▶ **Supplied text**:
■ ■ ■ ■
Roth conversions can be a powerful tool to move money from tax-deferred accounts into tax-free accounts. I think of two major situations where Roth conversions can make a lot of sense.

The first situation is for an individual whose income may be significantly lower this year than in previous years or expected future years. Examples of this may be someone starting a business this year where they previously had a salary or someone in sales that had their lowest producing year. This can provide a great opportunity for Roth conversions. While in a lower tax bracket, you can convert money from pre-tax buckets to Roth buckets, paying tax on those assets now and letting them grow tax-free. If you’ve previously been in the 22% federal bracket and expect to be there in the future as well, converting money while in a lower tax bracket such as the 12% bracket can make a lot of sense. The benefits here are paying tax on these assets at a lower rate than in other years and increasing your tax-free bucket of money. Before converting, make sure that you have enough cash available to pay tax on the conversion come tax time. Withholding taxes on this conversion counts as an early withdrawal if you're under age 59.5. So, for those under age 59.5, we recommend avoiding tax withholding on the conversion and paying the tax with cash assets.
■ ■ ■ ■
▶ **Dataset**:
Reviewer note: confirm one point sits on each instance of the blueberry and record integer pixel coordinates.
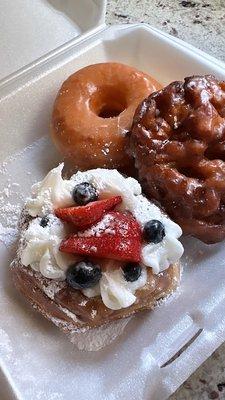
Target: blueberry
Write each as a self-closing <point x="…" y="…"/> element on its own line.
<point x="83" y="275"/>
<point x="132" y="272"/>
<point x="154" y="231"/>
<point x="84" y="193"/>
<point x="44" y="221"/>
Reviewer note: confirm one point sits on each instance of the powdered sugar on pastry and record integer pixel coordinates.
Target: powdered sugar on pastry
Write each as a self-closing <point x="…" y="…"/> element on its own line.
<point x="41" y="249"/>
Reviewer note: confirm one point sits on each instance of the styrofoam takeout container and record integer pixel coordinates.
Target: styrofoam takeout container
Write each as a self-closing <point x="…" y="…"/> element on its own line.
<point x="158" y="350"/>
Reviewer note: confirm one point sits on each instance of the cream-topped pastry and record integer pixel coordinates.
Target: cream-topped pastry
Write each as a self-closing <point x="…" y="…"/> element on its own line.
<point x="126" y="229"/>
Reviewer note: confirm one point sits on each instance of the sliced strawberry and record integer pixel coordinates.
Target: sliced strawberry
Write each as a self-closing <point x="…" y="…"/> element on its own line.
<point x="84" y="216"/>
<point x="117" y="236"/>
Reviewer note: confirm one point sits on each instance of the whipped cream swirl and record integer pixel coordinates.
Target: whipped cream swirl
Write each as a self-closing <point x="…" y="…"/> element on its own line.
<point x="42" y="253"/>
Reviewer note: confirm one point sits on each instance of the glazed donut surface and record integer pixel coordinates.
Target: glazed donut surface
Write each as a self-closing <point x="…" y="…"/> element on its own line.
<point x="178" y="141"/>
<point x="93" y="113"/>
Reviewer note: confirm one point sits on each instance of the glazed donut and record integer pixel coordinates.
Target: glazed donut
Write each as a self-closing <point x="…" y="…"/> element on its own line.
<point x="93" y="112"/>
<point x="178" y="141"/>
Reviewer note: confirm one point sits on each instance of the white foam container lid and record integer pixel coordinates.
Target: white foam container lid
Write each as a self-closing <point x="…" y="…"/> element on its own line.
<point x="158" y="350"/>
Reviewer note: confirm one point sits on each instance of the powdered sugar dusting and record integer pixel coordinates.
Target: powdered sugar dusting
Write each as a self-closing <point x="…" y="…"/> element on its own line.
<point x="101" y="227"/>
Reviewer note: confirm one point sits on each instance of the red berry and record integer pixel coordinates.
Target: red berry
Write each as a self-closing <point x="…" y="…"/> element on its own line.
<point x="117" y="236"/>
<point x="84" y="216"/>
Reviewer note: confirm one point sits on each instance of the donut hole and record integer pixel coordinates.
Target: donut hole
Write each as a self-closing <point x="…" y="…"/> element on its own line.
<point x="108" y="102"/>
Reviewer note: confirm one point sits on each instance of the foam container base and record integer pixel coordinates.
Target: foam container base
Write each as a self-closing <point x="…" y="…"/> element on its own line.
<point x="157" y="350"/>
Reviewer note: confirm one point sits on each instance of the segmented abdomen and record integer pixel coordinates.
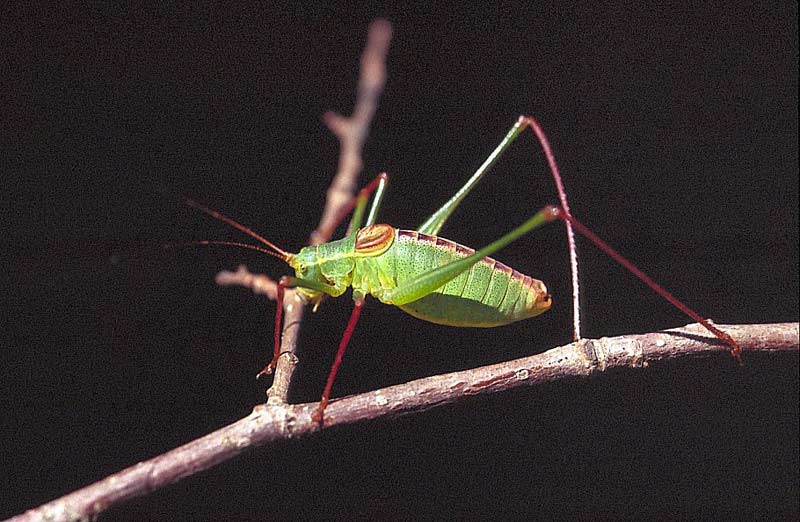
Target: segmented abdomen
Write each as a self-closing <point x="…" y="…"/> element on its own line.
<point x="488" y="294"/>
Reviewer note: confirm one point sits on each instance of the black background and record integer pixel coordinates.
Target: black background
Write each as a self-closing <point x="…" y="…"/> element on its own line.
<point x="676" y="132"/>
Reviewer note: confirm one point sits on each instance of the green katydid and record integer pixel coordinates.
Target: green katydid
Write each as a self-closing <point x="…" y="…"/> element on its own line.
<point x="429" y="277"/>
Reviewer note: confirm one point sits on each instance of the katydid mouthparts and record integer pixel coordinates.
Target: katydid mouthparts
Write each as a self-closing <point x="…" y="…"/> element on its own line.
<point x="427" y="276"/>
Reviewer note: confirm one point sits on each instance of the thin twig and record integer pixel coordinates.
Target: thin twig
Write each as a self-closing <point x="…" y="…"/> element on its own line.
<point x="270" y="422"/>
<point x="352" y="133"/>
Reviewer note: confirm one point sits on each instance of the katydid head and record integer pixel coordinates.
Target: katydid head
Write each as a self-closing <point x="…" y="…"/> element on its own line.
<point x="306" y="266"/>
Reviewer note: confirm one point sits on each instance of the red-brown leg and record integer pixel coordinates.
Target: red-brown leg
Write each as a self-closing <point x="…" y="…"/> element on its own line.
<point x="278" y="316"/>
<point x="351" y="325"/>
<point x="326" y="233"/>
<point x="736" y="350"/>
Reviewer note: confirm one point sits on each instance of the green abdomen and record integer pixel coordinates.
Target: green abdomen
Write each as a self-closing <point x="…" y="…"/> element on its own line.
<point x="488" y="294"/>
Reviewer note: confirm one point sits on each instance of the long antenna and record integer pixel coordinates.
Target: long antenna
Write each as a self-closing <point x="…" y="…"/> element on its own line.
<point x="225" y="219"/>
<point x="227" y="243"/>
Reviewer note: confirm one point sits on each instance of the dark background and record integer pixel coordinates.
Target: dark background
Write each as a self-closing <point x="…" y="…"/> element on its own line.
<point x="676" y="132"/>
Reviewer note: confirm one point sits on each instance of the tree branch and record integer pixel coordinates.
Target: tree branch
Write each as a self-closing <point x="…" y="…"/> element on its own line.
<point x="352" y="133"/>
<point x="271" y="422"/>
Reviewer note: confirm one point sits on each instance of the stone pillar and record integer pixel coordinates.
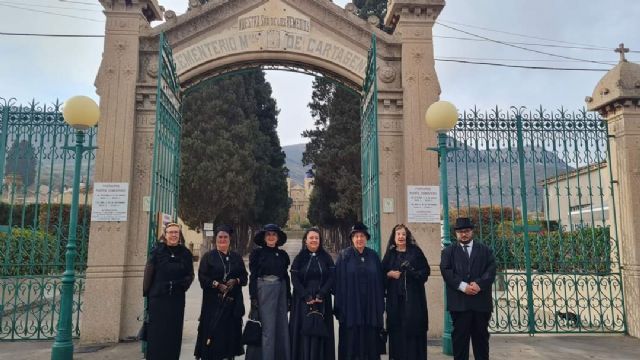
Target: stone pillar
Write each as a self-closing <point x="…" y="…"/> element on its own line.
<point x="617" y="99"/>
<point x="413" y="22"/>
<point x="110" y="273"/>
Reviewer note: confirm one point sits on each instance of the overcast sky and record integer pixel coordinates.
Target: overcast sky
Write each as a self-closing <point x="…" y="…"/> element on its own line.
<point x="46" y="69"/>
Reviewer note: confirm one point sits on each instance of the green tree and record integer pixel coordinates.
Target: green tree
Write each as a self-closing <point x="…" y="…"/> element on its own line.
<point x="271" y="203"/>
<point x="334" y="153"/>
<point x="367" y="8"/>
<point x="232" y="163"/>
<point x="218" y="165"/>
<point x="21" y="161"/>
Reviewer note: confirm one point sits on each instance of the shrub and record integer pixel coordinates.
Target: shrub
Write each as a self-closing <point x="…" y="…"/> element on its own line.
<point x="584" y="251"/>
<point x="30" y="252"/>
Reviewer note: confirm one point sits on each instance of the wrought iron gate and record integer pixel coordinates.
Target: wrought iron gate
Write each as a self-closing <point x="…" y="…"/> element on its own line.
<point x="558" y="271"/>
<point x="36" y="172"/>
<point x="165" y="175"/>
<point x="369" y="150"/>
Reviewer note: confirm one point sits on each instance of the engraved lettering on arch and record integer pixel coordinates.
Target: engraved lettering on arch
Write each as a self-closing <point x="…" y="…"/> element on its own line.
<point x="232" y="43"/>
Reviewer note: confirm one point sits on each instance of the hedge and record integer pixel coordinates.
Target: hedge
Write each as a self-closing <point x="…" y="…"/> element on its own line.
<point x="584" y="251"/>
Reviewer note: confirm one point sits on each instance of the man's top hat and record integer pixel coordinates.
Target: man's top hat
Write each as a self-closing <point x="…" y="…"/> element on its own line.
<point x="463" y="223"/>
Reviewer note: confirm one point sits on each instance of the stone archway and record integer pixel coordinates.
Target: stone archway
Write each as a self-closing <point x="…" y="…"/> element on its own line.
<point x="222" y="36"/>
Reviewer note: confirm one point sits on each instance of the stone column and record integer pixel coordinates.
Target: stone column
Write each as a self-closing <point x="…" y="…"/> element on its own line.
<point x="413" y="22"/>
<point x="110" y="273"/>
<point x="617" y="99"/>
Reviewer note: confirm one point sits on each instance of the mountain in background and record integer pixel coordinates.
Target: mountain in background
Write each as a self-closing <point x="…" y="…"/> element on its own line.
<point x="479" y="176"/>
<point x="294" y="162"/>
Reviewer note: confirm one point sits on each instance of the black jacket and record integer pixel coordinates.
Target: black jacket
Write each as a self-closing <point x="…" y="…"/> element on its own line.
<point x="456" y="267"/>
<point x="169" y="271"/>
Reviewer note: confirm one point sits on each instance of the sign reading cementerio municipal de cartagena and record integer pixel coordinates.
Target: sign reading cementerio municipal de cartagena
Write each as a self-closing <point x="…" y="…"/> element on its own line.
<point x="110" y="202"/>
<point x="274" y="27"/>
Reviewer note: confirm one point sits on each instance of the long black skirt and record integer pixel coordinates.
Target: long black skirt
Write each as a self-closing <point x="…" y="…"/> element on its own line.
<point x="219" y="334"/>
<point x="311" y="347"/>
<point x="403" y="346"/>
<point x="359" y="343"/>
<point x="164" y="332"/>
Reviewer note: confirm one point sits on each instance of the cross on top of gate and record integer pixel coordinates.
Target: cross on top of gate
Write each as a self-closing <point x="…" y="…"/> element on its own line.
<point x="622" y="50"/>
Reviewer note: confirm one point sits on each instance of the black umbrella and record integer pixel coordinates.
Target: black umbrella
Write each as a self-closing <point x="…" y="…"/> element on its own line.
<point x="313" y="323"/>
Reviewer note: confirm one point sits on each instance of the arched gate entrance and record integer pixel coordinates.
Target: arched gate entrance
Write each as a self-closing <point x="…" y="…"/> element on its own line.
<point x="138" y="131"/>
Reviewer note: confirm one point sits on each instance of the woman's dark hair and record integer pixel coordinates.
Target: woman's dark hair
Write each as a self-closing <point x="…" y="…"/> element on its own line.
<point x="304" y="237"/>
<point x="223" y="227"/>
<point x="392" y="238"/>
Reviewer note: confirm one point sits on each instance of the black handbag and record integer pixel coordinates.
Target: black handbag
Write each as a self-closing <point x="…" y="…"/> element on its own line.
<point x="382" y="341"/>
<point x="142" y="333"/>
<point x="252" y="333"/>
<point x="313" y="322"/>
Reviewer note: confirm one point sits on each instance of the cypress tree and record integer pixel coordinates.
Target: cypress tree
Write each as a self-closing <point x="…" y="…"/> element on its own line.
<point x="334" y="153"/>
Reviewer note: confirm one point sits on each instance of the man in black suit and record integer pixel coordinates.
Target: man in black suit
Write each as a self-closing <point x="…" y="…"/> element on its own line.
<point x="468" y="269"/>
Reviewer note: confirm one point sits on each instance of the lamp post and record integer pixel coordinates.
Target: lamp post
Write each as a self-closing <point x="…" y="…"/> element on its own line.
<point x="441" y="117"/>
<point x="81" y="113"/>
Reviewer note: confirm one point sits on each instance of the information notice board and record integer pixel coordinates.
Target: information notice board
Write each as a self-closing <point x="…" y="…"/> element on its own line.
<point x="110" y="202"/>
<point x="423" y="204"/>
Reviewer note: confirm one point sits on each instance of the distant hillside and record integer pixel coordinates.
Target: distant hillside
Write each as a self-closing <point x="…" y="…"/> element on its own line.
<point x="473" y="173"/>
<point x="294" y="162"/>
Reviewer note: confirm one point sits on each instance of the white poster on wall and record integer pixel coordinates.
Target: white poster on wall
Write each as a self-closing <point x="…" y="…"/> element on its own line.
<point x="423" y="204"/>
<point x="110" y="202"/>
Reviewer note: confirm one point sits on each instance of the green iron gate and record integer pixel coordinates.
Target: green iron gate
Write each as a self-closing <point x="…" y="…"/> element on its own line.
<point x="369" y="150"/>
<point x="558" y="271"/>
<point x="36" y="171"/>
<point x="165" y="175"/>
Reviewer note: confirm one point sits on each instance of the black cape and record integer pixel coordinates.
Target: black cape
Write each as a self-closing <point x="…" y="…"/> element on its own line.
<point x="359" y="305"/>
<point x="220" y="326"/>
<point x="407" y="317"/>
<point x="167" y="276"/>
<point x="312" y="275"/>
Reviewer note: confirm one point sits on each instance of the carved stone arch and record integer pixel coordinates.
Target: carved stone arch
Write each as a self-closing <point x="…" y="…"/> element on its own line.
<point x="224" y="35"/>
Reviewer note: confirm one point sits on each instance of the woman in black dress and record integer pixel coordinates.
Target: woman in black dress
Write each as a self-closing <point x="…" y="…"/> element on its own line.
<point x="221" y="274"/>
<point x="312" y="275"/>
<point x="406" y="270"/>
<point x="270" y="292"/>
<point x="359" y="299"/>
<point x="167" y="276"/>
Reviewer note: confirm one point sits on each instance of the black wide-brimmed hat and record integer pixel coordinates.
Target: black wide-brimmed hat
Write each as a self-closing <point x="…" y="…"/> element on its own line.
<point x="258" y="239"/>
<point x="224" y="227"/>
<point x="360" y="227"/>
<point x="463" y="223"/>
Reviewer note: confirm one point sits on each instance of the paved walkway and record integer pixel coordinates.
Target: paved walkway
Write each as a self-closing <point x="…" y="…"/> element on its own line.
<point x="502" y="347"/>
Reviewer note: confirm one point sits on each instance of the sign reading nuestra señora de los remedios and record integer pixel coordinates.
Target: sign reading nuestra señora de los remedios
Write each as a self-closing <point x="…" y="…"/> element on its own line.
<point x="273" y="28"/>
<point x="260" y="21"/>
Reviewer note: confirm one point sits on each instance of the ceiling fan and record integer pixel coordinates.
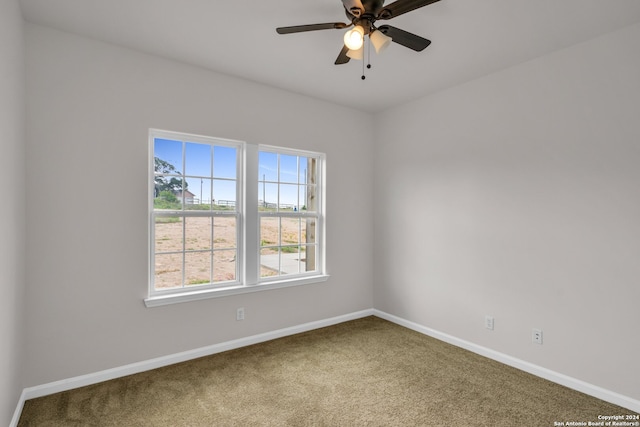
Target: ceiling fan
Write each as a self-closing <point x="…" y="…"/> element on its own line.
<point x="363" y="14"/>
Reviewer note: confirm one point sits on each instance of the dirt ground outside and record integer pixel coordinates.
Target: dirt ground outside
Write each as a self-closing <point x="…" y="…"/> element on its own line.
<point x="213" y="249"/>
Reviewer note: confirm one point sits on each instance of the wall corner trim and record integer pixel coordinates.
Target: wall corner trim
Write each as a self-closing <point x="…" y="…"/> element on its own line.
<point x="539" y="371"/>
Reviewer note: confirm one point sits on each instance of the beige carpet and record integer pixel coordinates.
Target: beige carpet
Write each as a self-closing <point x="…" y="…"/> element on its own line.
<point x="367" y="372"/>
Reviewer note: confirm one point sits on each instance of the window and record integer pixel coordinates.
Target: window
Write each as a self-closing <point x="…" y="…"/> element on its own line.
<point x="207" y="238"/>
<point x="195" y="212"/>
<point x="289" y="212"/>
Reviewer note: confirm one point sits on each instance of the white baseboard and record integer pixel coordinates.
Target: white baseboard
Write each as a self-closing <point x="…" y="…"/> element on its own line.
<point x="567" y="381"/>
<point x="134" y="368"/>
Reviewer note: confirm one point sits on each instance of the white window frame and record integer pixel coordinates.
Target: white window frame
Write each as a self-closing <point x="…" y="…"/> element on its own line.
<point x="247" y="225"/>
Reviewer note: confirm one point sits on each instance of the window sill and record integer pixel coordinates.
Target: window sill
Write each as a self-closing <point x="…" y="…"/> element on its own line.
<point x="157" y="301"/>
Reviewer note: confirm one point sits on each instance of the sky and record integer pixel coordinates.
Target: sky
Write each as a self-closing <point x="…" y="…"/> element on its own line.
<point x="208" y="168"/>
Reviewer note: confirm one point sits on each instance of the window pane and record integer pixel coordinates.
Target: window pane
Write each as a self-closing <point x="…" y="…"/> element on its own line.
■ ■ ■ ■
Copy the passage on Roth conversions from "Roth conversions can be" to "conversions can make a lot of sense.", replacing "powerful" with "useful".

Roth conversions can be a useful tool to move money from tax-deferred accounts into tax-free accounts. I think of two major situations where Roth conversions can make a lot of sense.